● READING PASSAGE
● ● ●

Dellosa was among six alleged terrorist cell members from the brutal Abu Sayyaf group arrested last month when President Arroyo said officials had foiled major terror attacks in Manila.

The intelligence report said the men arrested in 2002 admitted membership in a group known as the Rajah Sulaiman Movement, whose primary objective is to establish Islamic cities on Luzon island in the Christian-dominated north. A secondary goal is to carry out terror attacks in the north, taking attention away from predominantly Muslim areas of the south.

The report cites meetings and contacts between Santos, his two brothers and Muslim groups in the south, including Salamat Hashim, the late chair of the separatist Moro Islamic Liberation Front (MILF).

The report says Santos and four Fi Sabilillah converts received special military training from the MILF, including the use of explosives, in December 2001 and January 2002.

When government forces attacked an MILF complex last year, Santos purportedly received instructions from Salamat to carry out bombings, kidnappings and assassinations of high-ranking officials in Manila, the report said, though the plot was never carried out.

● ● ●

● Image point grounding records
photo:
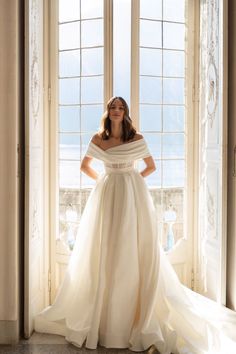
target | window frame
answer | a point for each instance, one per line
(51, 116)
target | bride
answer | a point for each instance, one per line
(119, 289)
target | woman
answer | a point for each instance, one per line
(119, 290)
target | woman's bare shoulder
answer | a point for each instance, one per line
(96, 139)
(137, 136)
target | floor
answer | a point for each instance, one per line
(53, 344)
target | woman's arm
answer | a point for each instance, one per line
(85, 167)
(150, 166)
(85, 163)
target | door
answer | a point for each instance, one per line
(231, 242)
(213, 142)
(36, 269)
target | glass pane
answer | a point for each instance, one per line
(150, 62)
(173, 173)
(92, 89)
(173, 35)
(174, 10)
(69, 36)
(91, 117)
(69, 146)
(151, 9)
(92, 33)
(173, 91)
(173, 118)
(150, 34)
(69, 119)
(69, 63)
(150, 118)
(69, 174)
(154, 144)
(92, 61)
(121, 48)
(69, 10)
(173, 63)
(150, 90)
(154, 179)
(69, 90)
(173, 146)
(91, 8)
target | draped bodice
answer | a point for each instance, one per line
(121, 157)
(119, 167)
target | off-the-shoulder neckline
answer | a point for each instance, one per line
(112, 147)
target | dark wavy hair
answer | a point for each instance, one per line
(128, 130)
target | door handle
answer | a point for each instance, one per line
(234, 170)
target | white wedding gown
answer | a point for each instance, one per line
(119, 289)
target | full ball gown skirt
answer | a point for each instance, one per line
(119, 289)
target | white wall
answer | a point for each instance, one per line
(231, 256)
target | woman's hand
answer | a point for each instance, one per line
(151, 167)
(85, 167)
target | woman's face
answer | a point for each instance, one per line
(117, 111)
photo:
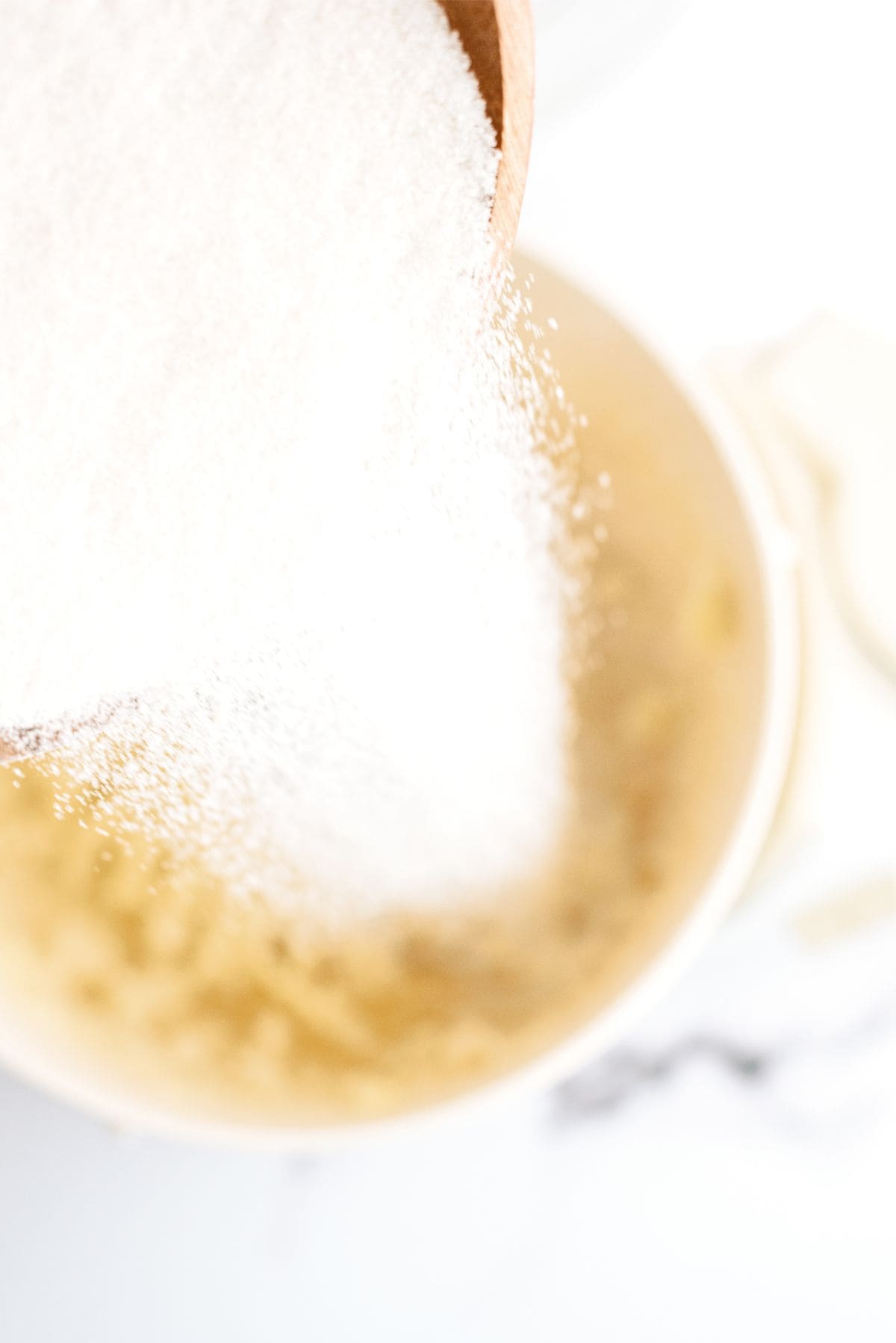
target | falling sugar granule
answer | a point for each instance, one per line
(282, 498)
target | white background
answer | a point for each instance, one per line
(721, 170)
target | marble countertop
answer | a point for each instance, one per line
(729, 1171)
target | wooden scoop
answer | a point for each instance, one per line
(497, 38)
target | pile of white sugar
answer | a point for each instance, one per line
(280, 520)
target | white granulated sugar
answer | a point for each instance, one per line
(274, 506)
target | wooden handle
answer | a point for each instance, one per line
(497, 38)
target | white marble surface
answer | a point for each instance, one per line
(729, 1173)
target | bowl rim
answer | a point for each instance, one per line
(775, 556)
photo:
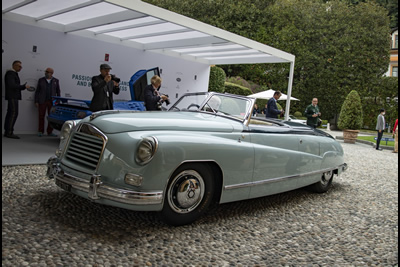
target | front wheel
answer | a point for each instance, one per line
(189, 194)
(324, 184)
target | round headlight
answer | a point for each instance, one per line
(81, 114)
(66, 129)
(146, 150)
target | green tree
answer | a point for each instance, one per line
(351, 114)
(217, 79)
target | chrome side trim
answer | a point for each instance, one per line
(97, 190)
(284, 178)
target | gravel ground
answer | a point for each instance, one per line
(354, 224)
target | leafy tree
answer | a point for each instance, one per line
(217, 79)
(351, 114)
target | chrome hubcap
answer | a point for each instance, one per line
(326, 176)
(186, 191)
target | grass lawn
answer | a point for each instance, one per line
(371, 139)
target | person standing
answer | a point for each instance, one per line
(312, 113)
(380, 127)
(264, 111)
(272, 108)
(256, 110)
(151, 95)
(103, 88)
(47, 87)
(396, 138)
(13, 95)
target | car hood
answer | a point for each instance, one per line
(159, 121)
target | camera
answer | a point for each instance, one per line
(159, 103)
(167, 101)
(115, 78)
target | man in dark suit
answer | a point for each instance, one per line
(47, 87)
(272, 108)
(151, 95)
(13, 95)
(380, 127)
(103, 88)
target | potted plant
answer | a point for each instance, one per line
(351, 117)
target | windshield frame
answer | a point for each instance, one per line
(208, 95)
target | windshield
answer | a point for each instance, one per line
(221, 104)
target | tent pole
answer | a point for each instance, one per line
(289, 94)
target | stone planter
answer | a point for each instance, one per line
(350, 136)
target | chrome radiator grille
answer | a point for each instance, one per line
(86, 147)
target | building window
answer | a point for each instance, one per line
(395, 71)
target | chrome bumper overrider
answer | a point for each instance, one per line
(97, 190)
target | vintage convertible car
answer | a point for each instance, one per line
(206, 148)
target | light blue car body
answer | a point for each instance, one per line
(250, 157)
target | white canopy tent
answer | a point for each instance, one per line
(143, 26)
(269, 94)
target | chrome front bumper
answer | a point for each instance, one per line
(97, 190)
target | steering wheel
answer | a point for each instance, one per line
(193, 105)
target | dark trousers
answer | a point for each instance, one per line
(46, 106)
(378, 140)
(11, 116)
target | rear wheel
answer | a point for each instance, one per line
(189, 194)
(324, 184)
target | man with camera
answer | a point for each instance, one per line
(103, 86)
(152, 98)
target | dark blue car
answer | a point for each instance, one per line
(73, 109)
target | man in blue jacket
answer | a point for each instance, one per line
(13, 95)
(103, 89)
(47, 87)
(272, 108)
(380, 127)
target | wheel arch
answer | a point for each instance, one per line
(216, 170)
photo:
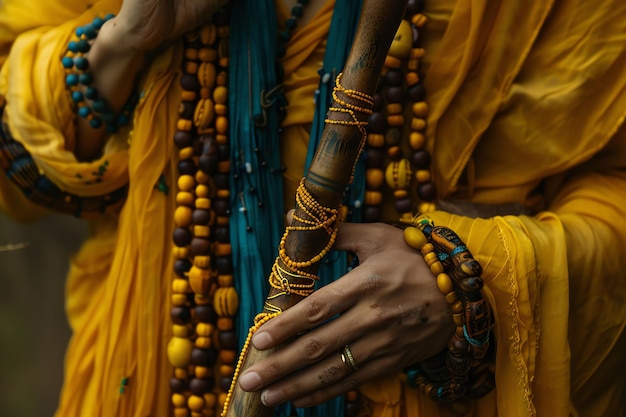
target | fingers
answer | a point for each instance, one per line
(332, 376)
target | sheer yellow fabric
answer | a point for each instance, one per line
(503, 80)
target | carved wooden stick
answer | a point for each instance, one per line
(329, 174)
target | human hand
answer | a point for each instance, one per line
(391, 315)
(147, 24)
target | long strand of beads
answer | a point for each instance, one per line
(374, 158)
(202, 112)
(462, 371)
(226, 300)
(420, 158)
(201, 276)
(400, 98)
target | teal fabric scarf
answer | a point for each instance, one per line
(257, 217)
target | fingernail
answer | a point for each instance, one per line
(272, 398)
(262, 340)
(250, 381)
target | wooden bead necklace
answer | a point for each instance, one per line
(465, 371)
(203, 298)
(400, 83)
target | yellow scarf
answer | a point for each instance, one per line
(520, 88)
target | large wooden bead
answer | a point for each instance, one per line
(179, 352)
(206, 74)
(414, 237)
(199, 280)
(226, 301)
(182, 216)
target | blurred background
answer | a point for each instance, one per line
(34, 260)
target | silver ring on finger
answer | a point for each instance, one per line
(348, 359)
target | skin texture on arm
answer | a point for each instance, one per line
(122, 48)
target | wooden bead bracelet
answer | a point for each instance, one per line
(463, 371)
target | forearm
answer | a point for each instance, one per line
(115, 68)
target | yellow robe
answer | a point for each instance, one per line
(527, 106)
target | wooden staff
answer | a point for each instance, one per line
(330, 172)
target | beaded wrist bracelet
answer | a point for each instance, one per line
(19, 166)
(85, 97)
(465, 370)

● ● ●

● REQUIREMENT 1
According to the news excerpt, what is the primary objective of the Rajah Sulaiman Movement?
● REQUIREMENT 2
Copy the news excerpt word for word between "The intelligence report" and "Liberation Front (MILF).", inclusive.
The records aren't needed for what comes next.

● ANSWER SECTION 1
To establish Islamic cities on Luzon island in the Christian-dominated north.

● ANSWER SECTION 2
The intelligence report said the men arrested in 2002 admitted membership in a group known as the Rajah Sulaiman Movement, whose primary objective is to establish Islamic cities on Luzon island in the Christian-dominated north. A secondary goal is to carry out terror attacks in the north, taking attention away from predominantly Muslim areas of the south.

The report cites meetings and contacts between Santos, his two brothers and Muslim groups in the south, including Salamat Hashim, the late chair of the separatist Moro Islamic Liberation Front (MILF).